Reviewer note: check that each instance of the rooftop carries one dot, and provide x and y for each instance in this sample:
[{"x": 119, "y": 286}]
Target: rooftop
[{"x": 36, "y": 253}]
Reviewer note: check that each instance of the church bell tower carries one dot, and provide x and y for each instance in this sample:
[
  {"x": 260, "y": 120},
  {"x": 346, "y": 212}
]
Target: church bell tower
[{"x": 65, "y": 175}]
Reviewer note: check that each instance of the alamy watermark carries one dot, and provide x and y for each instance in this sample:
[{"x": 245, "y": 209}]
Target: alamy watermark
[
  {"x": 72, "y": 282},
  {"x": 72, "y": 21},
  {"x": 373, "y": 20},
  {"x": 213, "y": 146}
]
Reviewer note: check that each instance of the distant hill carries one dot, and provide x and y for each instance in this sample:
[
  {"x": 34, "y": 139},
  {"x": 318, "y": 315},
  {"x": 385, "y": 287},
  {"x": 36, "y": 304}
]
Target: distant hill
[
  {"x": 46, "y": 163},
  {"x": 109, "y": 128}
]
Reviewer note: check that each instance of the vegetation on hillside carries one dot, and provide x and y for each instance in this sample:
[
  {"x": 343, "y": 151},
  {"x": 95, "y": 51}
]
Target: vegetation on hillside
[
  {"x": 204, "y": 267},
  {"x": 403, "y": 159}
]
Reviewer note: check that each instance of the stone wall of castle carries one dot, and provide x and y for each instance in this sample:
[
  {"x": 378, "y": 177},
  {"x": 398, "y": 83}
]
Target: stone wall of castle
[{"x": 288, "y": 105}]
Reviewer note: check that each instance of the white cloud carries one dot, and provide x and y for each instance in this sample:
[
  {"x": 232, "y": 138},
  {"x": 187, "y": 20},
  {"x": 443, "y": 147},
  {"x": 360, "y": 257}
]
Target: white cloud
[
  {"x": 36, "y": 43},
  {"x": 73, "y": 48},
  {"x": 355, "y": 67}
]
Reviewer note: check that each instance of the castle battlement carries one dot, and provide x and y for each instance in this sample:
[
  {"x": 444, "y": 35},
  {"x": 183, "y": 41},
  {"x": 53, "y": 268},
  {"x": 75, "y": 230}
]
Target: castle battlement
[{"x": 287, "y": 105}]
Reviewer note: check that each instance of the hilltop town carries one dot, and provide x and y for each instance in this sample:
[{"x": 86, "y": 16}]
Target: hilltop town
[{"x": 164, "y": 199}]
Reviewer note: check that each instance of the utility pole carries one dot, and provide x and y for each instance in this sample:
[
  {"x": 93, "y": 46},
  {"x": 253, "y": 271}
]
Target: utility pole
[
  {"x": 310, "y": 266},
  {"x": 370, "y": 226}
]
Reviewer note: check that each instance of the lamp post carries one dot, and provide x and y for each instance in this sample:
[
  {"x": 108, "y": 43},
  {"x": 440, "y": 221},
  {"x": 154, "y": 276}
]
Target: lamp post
※ ※ ※
Present the entire listing above as a JSON array of strings, with one string per line and blank lines omitted.

Task result:
[
  "Reviewer note: check that each instance of the rooftop carries one dot, and provide x and y for each instance in this sample:",
  "[{\"x\": 119, \"y\": 286}]",
  "Target: rooftop",
  "[{\"x\": 36, \"y\": 253}]",
  "Reviewer note: check that each instance of the church bell tower carries one dot, and provide x and y for each instance in this sample:",
  "[",
  "  {\"x\": 260, \"y\": 120},",
  "  {\"x\": 346, \"y\": 212}",
  "]",
  "Target: church bell tower",
  "[{\"x\": 65, \"y\": 175}]",
  "Reviewer note: check that each instance of the alamy watermark carries one dot, and provide x and y for each instance in this sample:",
  "[{\"x\": 245, \"y\": 209}]",
  "Target: alamy watermark",
  "[",
  "  {\"x\": 72, \"y\": 282},",
  "  {\"x\": 72, \"y\": 21},",
  "  {\"x\": 373, \"y\": 20},",
  "  {\"x\": 213, \"y\": 146}",
  "]",
  "Reviewer note: check that each instance of the distant hill carries one dot, and provide x and y for each instance in this sample:",
  "[",
  "  {\"x\": 34, \"y\": 139},",
  "  {\"x\": 318, \"y\": 315},",
  "  {\"x\": 385, \"y\": 287},",
  "  {\"x\": 36, \"y\": 304}",
  "]",
  "Target: distant hill",
  "[",
  "  {\"x\": 46, \"y\": 163},",
  "  {\"x\": 109, \"y\": 128}",
  "]",
  "Reviewer note: check that each instance of the vegetation on hillside carries one dot, and provide x and y for each instance in this sample:",
  "[",
  "  {\"x\": 343, \"y\": 151},",
  "  {\"x\": 95, \"y\": 51}",
  "]",
  "Target: vegetation on hillside",
  "[",
  "  {\"x\": 204, \"y\": 267},",
  "  {\"x\": 403, \"y\": 159}",
  "]",
  "Reviewer note: check that each instance of the stone wall of castle carries one dot, and provide x and y for each instance in this sample:",
  "[",
  "  {\"x\": 378, \"y\": 177},",
  "  {\"x\": 398, \"y\": 83}",
  "]",
  "Target: stone wall of castle",
  "[{\"x\": 288, \"y\": 105}]",
  "Reviewer note: check that each instance of the white cloud carries one dot, and provide x and y for each instance in this sample:",
  "[",
  "  {\"x\": 232, \"y\": 138},",
  "  {\"x\": 187, \"y\": 20},",
  "  {\"x\": 443, \"y\": 147},",
  "  {\"x\": 360, \"y\": 257}",
  "]",
  "Target: white cloud",
  "[",
  "  {\"x\": 36, \"y\": 43},",
  "  {\"x\": 73, \"y\": 48},",
  "  {\"x\": 355, \"y\": 67}",
  "]",
  "Reviewer note: check that each instance of the castle battlement carries one dot, and provide x and y for each instance in this sample:",
  "[",
  "  {\"x\": 444, \"y\": 35},",
  "  {\"x\": 183, \"y\": 41},",
  "  {\"x\": 53, \"y\": 268},",
  "  {\"x\": 75, \"y\": 230}",
  "]",
  "Target: castle battlement",
  "[{\"x\": 287, \"y\": 105}]",
  "Reviewer note: check that each instance of the hilltop town carries one dot, and provide x and y for each instance in this sample:",
  "[{\"x\": 86, \"y\": 16}]",
  "Target: hilltop town",
  "[{\"x\": 164, \"y\": 199}]",
  "Reviewer note: check that each instance of the utility pole carries one dot, and provide x and y for each instance in this sample:",
  "[",
  "  {\"x\": 93, \"y\": 46},",
  "  {\"x\": 253, \"y\": 271}",
  "]",
  "Target: utility pole",
  "[",
  "  {\"x\": 310, \"y\": 266},",
  "  {\"x\": 370, \"y\": 226}",
  "]",
  "Reviewer note: check that each instance of the lamp post carries one dot, and provide x and y for each instance in this sample:",
  "[",
  "  {\"x\": 108, \"y\": 43},",
  "  {\"x\": 440, \"y\": 221},",
  "  {\"x\": 154, \"y\": 276}",
  "]",
  "Target: lamp post"
]